→ **WHAT TO PRODUCE**
All records are to be printed exactly as they appear.

═════ DATASET ═════

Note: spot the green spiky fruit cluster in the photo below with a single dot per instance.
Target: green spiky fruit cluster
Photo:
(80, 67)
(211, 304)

═════

→ **WRITTEN RESPONSE**
Note: spot the green spiky fruit cluster in the photo below with a single dot per instance.
Target: green spiky fruit cluster
Photo:
(80, 67)
(211, 304)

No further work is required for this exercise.